[Problem description]:
Rewrite the material below, changing every "flower" to "blossom" and leaving all else unchanged. Omit the pictures from your version.

[Data records]:
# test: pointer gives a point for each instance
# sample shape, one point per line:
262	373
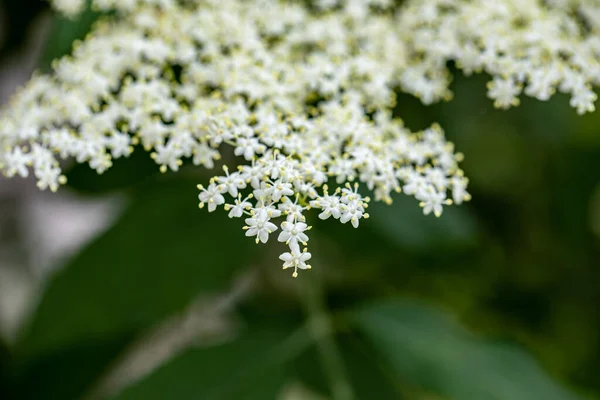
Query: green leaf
426	348
160	254
403	224
63	33
253	367
64	374
364	372
125	173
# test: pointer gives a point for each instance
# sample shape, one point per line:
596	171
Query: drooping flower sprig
303	92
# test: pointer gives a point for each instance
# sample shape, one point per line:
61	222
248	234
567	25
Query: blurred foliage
518	265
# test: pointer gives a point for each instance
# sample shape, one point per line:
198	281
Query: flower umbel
302	92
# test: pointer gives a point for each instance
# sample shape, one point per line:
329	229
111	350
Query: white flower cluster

[Answer for the task]:
# test: pointer gives a point for each instance
# sample shape, one point per line:
262	373
Query: green leaf
426	348
160	254
403	224
63	33
253	367
64	374
364	372
125	173
# test: pointer gives a point for each instance
# sample shape, one point per line:
596	171
Query: drooping blossom sprig
303	92
# test: pointer gives a point for each instance
# sample shape, one point per line:
61	222
248	234
567	25
Query: blurred foliage
518	265
# test: pointer gives a point for each instance
# sample shape, one point per line:
198	281
Query: blossom umbel
302	92
# test: pointer gives a point for each instance
# sample shape, one point per line:
329	229
111	350
Query: white blossom cluster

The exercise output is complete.